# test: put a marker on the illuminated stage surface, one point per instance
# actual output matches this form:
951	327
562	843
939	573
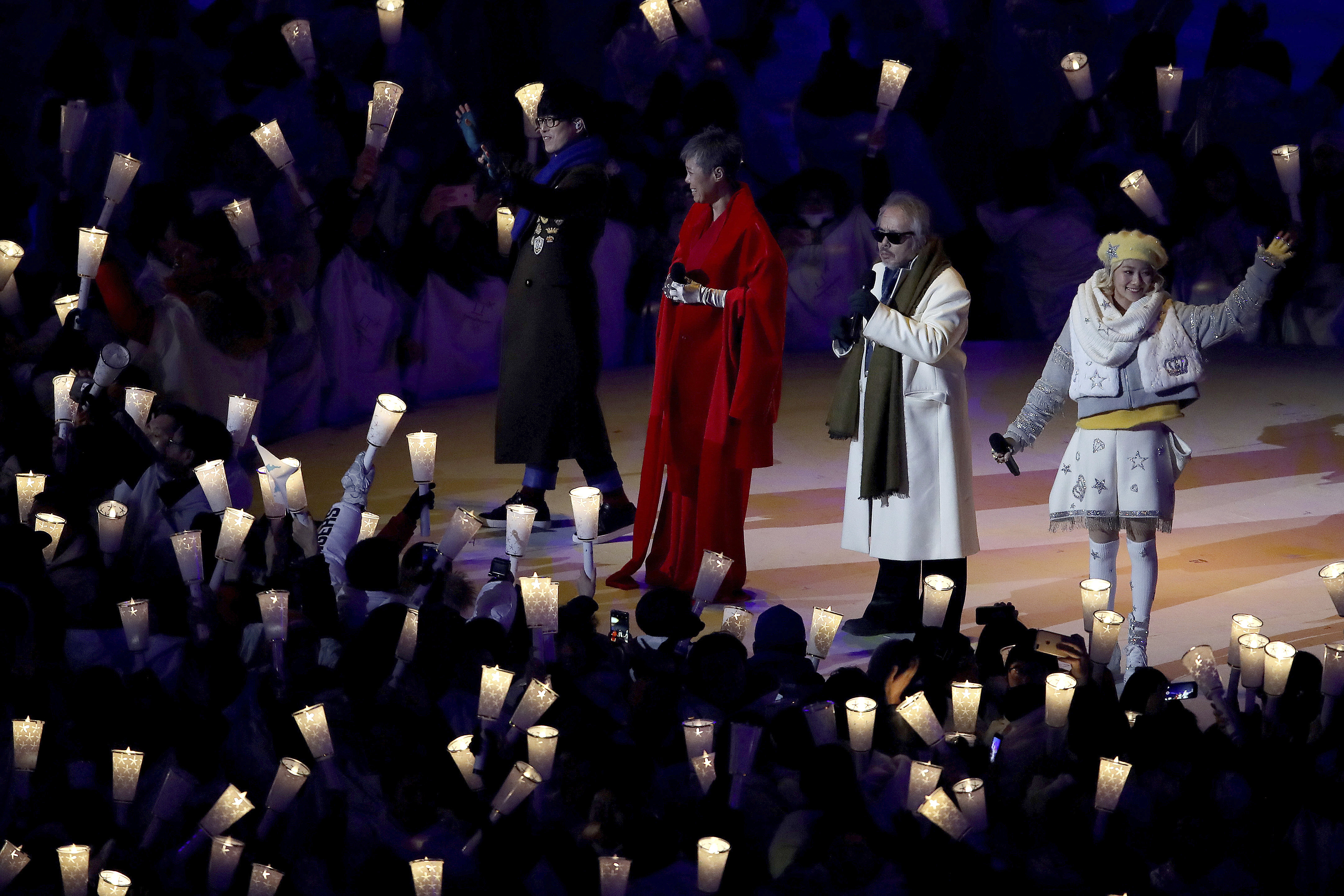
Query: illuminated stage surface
1260	508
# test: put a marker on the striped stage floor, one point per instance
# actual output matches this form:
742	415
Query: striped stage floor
1261	506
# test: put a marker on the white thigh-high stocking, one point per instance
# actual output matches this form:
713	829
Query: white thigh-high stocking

● ● ●

* **Written problem**: Scale the material above by writing out every line again with each point coordinate in the answers multiplied by 1.45 and rounded to a whole number, halves going up. Keep all other lines as they are, including the sample coordinates in the format lines, and leave out the pictures.

* **Answer to this task**:
# test: put a marker on the illuminated stage surface, one point per instance
# actual output matches this form:
951	327
562	843
939	573
Query: illuminated stage surface
1827	737
# test: put a marker on the striped stage floor, one point per instance
# actual output matches this form:
742	415
Query: striped stage floor
1828	734
# test: put a marker on the white thigh-high stocking, one point per instance
# actual output matches this form:
713	829
Query: white thigh-high stocking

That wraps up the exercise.